Turkey’s Justice and Development Party (AKP) rose to power in 2002 on the promise that it would give pious Muslims religious freedom. Fourteen years later, “freedom” is the last thing the AKP has delivered.
Today, even AKP supporters need to measure their words carefully, lest they be perceived as criticizing the government or siding with its enemies. This imperative has intensified since the failed coup against President Recep Tayyip Erdogan’s government on July 15. Now, destroying any evidence of association with the AKP’s foes — especially Fethullah Gulen, the reclusive U.S.-based imam whom the government accuses of masterminding the putsch — is a matter of self-preservation.
Erdogan’s government is by no means the first to compel Turkish citizens to hide their preferences and beliefs. Under the secular governments that ruled Turkey from the 1920s to 1950, and to some extent until 2002, pious Turks seeking advancement in government, the military and even commerce had to downplay their religiosity and avoid signaling approval of political Islam.
The leaders of the three Islamist parties that preceded the AKP resented the barriers to religious expression. They held that French-style secularism had perverted Turkish culture. Though careful not to challenge the constitution openly, from 1971 to 2001 they were successively banned as threats to secularism. In 1999, Erdogan himself was jailed for reciting a poem deemed an incitement to sectarian violence. In the same year, Gulen, under investigation for advocating an Islamic state, moved to the United States.
As fellow opponents of secular governance, Gulen’s Hizmet (Service) movement and the AKP were natural allies. Indeed, they spent a decade working together to undermine Turkey’s secular institutions. After a constitutional referendum in 2010 terminated the staunchly secular military’s guardianship of the republic, they saw an historic opportunity for overhauling Turkey’s institutions, though there was some disagreement — and, indeed, tension — over how that should occur.
Erdogan, who was then prime minister, began to transform Turkish society according to his own conservative interpretation of Islam. Religious education was intensified. Alcohol restrictions were tightened. Women were instructed to have at least three children and, later, not to laugh loudly in public. What news media the AKP did not buy off were subdued through threats of punitive taxation and jail time for uncooperative journalists. Secular Turks, once the politically dominant vanguards of modernity, were characterized as lacking in morality, decency and even “Turkishness.”
But devout Muslims were not free from fear, either, not least because of the ensuing power struggle between the Erdogan and Gulen camps. Though Gulen’s supporters initially shared the privileges of power under AKP rule, including preferential treatment in government hiring and contracts, tensions came to a head in 2013, when Gulenists tried to implicate Erdogan in a corruption probe. Erdogan responded by initiating a purge of suspected Gulenists from state institutions.

### [WHAT IS ASKED]
Revise the passage on Turkey's AKP, starting at "But devout Muslims" and ending at "from state institutions.", so that "power struggle" is replaced with "feud".

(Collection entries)
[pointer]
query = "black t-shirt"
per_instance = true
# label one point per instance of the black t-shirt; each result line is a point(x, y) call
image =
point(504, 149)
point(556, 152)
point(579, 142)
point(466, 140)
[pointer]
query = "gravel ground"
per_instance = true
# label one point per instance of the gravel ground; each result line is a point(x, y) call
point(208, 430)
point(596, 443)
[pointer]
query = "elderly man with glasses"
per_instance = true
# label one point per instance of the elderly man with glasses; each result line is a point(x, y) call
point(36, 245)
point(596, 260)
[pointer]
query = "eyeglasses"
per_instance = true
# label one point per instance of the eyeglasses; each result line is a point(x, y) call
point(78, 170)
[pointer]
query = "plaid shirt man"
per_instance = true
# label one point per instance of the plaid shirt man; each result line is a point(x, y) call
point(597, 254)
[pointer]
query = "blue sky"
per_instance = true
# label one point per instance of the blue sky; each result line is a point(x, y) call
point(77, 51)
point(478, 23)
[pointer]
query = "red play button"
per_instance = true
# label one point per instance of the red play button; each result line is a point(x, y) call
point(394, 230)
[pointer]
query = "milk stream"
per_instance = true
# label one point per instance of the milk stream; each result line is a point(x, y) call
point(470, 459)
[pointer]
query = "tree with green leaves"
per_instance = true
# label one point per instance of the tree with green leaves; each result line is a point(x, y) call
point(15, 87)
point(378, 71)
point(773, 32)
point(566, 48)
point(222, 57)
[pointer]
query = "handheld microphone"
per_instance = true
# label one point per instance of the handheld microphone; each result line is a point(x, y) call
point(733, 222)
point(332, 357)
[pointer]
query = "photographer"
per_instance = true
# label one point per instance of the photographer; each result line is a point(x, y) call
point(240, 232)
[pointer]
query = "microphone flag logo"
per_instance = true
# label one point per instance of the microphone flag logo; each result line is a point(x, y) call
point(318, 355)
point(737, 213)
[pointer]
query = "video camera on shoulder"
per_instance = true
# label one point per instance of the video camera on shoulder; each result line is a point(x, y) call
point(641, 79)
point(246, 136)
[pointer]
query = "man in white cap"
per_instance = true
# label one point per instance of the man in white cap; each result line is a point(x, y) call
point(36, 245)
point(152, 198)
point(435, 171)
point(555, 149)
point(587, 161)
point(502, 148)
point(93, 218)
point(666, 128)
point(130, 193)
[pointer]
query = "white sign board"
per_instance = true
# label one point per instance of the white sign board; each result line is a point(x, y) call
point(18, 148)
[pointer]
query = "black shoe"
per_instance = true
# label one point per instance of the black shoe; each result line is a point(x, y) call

### [FINISHED TASK]
But devout Muslims were not free from fear, either, not least because of the ensuing feud between the Erdogan and Gulen camps. Though Gulen’s supporters initially shared the privileges of power under AKP rule, including preferential treatment in government hiring and contracts, tensions came to a head in 2013, when Gulenists tried to implicate Erdogan in a corruption probe. Erdogan responded by initiating a purge of suspected Gulenists from state institutions.